Among the lines of this material, find those holding the word "blade" and report how many there are, with nothing added.

┏━━

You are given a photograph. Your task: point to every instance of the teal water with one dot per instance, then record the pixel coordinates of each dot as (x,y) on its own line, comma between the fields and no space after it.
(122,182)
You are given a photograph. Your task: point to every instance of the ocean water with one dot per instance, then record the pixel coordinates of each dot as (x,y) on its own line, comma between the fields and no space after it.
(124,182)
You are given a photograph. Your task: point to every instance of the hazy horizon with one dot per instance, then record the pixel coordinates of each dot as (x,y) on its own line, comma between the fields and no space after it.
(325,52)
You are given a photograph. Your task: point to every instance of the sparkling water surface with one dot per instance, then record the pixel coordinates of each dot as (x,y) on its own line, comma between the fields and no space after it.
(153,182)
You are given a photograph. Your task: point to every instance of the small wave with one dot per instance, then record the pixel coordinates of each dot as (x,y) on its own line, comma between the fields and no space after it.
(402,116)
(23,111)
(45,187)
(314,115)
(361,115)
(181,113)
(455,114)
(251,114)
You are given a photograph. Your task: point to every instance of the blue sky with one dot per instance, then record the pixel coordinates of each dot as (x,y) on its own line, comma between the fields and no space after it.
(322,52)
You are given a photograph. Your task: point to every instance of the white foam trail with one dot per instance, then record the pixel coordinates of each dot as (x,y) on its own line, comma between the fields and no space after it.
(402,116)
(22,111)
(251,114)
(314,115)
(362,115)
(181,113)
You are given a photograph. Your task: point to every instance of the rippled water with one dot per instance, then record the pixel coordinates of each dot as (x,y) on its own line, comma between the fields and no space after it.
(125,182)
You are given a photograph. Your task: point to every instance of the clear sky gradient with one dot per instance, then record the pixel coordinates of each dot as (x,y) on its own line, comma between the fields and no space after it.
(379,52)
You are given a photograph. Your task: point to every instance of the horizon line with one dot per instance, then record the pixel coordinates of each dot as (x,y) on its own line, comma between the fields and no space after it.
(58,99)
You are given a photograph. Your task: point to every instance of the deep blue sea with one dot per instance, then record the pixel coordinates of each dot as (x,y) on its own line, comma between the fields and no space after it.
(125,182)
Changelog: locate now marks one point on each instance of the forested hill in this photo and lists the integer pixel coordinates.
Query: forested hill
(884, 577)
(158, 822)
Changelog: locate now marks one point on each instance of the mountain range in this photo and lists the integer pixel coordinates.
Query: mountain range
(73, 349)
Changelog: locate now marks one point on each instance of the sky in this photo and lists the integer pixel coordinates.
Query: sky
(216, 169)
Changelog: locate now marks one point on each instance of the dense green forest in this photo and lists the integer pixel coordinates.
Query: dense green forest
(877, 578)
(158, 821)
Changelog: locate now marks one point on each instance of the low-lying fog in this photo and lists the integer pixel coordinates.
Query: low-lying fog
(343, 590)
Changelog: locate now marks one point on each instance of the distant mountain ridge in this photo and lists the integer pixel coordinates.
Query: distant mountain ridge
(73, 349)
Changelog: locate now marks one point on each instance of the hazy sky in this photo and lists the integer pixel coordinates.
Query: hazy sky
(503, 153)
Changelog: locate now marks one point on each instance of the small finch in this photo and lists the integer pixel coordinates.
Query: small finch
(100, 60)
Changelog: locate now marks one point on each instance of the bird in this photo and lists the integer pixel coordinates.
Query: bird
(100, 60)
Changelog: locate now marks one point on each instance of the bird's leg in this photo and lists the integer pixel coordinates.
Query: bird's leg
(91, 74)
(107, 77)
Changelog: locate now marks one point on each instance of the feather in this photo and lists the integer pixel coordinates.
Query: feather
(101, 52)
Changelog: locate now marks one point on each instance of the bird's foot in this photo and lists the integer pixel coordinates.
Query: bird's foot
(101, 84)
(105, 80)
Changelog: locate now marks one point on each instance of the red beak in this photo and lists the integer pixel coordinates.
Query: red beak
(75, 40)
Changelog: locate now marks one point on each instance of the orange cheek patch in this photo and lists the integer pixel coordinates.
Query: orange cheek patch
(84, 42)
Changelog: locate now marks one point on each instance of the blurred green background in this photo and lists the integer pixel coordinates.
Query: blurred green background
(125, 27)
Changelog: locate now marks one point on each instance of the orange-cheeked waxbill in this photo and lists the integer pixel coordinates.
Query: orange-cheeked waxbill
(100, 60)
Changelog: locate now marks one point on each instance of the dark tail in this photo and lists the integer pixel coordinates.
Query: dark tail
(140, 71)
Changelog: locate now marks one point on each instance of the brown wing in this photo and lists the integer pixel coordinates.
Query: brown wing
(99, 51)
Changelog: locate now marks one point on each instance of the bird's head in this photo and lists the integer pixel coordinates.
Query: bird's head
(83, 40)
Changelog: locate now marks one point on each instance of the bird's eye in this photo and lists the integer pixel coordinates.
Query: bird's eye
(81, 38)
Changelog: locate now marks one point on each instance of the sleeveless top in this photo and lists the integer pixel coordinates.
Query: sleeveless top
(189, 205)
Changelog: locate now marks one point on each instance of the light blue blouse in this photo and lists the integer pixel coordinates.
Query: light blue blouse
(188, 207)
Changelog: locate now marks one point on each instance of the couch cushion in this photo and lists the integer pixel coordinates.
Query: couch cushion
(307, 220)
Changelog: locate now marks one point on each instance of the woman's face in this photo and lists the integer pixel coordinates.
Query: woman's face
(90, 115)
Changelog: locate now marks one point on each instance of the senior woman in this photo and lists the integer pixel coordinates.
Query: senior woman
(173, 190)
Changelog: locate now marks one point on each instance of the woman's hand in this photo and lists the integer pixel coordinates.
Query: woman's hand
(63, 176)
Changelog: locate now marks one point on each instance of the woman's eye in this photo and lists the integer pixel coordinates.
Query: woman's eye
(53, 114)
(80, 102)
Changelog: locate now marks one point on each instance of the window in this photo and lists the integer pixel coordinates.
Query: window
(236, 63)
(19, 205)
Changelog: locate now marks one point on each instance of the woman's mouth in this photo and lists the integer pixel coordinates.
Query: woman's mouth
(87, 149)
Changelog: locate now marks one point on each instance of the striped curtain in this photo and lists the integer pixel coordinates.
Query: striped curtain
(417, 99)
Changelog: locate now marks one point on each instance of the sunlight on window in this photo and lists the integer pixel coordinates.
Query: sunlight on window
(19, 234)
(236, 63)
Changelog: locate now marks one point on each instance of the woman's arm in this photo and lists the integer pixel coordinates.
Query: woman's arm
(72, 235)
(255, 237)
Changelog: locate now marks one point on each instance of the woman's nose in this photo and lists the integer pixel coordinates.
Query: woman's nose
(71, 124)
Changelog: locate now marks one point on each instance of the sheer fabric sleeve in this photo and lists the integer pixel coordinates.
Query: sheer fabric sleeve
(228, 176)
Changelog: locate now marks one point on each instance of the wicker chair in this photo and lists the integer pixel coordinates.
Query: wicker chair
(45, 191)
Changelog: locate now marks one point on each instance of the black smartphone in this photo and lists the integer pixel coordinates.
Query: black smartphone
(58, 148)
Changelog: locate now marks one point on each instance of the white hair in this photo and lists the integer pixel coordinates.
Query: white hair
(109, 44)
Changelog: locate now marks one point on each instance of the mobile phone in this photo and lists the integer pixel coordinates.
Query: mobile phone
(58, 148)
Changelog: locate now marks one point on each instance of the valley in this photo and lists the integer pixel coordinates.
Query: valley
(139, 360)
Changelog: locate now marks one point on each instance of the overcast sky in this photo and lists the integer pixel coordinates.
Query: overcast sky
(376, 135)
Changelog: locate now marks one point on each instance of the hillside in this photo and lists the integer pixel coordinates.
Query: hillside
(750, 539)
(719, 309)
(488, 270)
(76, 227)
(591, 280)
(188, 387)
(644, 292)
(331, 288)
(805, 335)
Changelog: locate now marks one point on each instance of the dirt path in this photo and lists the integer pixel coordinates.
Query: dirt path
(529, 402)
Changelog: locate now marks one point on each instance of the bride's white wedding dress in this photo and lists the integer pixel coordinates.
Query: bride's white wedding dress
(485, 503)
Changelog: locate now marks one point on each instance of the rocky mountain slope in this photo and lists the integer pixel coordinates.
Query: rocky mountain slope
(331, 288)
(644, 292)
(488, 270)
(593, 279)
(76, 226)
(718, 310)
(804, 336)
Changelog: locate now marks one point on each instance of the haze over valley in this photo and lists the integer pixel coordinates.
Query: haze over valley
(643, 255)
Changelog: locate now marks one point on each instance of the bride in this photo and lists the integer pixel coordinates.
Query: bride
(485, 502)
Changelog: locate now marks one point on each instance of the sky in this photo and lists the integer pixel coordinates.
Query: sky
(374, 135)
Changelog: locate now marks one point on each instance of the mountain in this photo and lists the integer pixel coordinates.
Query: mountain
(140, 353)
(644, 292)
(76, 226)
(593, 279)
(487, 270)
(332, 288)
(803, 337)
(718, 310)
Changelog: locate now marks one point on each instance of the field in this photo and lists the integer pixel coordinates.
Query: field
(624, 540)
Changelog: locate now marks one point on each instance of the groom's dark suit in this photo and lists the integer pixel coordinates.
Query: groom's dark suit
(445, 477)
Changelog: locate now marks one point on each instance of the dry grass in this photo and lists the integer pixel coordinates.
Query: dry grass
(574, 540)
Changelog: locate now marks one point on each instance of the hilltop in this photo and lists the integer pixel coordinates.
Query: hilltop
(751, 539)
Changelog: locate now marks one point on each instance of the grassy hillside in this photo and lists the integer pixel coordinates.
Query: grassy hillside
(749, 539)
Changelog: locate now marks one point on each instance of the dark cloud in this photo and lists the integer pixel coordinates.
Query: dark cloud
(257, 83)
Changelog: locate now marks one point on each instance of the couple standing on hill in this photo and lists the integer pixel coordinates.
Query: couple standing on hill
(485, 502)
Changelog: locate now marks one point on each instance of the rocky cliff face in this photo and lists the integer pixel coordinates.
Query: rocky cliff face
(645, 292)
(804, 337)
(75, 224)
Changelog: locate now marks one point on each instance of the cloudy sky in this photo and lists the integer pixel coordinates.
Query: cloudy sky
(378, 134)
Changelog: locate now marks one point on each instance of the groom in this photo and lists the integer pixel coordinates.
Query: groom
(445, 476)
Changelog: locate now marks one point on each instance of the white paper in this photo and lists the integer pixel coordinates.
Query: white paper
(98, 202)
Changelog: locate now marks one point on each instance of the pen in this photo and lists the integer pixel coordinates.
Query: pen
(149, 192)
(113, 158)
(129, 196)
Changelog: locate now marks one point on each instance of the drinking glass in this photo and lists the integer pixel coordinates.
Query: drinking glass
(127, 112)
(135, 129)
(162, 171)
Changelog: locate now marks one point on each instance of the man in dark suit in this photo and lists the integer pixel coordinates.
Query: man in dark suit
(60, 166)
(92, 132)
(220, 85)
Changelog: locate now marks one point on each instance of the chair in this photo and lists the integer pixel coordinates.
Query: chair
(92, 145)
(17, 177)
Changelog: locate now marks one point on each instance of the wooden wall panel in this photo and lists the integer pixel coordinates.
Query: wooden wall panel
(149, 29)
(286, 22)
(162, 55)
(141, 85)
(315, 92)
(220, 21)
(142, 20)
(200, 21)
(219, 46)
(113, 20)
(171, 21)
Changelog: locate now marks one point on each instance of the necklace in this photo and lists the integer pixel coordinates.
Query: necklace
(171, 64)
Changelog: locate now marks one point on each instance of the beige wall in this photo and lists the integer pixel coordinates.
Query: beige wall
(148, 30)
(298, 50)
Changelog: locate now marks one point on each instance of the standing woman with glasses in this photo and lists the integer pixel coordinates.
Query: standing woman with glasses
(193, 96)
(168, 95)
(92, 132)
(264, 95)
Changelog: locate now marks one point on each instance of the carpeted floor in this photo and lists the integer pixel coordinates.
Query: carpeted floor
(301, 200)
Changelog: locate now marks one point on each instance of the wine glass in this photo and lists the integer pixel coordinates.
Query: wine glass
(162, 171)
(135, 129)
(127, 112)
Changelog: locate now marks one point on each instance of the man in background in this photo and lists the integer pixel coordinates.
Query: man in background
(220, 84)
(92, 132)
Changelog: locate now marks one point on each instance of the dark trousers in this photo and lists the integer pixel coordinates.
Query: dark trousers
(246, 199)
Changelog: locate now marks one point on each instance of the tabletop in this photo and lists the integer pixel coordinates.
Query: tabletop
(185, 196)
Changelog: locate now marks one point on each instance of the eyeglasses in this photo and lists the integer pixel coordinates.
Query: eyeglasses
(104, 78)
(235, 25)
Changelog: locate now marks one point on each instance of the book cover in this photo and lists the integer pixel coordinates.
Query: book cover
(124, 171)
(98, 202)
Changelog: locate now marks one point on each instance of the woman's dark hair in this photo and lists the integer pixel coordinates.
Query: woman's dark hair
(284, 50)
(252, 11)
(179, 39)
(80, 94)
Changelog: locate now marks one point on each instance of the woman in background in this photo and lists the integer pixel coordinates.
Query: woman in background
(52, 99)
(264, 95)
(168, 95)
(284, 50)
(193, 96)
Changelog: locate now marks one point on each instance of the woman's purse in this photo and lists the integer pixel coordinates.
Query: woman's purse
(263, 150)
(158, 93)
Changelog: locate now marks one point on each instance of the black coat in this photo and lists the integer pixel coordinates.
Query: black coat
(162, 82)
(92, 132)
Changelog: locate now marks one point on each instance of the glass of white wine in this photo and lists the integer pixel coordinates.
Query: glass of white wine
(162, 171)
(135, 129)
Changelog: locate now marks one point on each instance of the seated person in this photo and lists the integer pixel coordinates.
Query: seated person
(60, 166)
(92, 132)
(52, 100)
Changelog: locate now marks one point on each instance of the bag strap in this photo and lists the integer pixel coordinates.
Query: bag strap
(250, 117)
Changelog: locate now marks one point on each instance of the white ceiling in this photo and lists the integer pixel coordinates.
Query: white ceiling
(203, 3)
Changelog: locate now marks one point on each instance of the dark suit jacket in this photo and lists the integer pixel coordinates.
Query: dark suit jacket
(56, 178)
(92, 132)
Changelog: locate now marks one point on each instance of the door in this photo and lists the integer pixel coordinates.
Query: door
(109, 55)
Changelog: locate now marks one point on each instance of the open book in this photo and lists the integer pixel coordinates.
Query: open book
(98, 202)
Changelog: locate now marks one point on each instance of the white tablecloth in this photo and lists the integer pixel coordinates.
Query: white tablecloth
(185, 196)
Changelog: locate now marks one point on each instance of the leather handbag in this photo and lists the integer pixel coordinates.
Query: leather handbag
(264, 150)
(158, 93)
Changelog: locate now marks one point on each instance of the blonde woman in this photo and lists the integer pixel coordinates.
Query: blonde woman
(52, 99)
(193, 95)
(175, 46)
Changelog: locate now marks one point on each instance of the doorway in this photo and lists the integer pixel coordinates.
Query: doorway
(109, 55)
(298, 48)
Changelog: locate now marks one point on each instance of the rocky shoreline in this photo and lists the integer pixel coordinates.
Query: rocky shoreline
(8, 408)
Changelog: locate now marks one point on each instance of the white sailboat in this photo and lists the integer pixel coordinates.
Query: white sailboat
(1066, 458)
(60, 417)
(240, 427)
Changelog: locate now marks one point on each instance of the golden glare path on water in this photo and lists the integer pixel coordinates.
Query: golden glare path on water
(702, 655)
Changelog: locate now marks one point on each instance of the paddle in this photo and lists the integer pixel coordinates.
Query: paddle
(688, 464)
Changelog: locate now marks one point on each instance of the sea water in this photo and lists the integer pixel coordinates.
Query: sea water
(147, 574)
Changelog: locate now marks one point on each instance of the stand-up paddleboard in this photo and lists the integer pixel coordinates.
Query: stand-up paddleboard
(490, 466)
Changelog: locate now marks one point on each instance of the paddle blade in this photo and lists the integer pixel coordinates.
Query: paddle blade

┗━━

> [Solution for this exercise] 2